## ACTIVITY
The expected output is every record below, transcribed exactly, with the pictures left out.
┌──
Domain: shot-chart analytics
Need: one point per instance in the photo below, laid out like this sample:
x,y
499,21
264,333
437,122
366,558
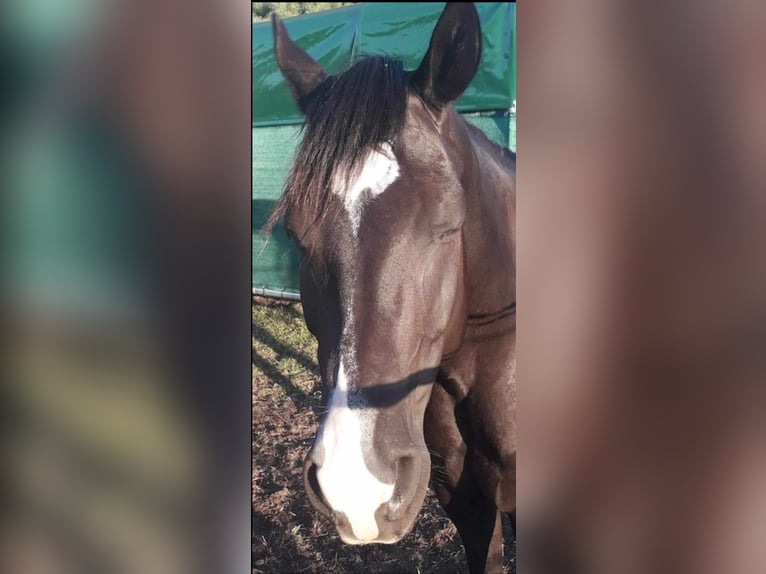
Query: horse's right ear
x,y
452,58
302,72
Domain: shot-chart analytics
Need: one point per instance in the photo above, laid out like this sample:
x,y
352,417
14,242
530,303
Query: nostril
x,y
405,486
313,489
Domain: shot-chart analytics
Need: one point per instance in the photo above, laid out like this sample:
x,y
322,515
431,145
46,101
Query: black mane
x,y
347,116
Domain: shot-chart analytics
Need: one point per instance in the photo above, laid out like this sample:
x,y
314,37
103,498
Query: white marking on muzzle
x,y
346,482
379,171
└──
## EXERCISE RESPONSE
Domain: shot-chart analytics
Need: one point per instance in the photo below, laid out like this sample:
x,y
499,21
264,333
437,122
366,558
Query: horse's right ear
x,y
452,58
302,72
Domain: shot-chart analytics
Need: one point per instance in the photo above, laid out like this sample:
x,y
352,417
14,242
530,303
Query: nostril
x,y
405,486
313,489
Domain: shot-chart analytics
Need: one point per instance in the photo above, laid out like this sample:
x,y
322,515
431,145
46,101
Query: black mane
x,y
347,116
Domain: shot-chart analytics
Need: one point per instance in the photo above, laid out like this sample:
x,y
314,37
103,498
Query: white marking on muzzle
x,y
346,482
379,171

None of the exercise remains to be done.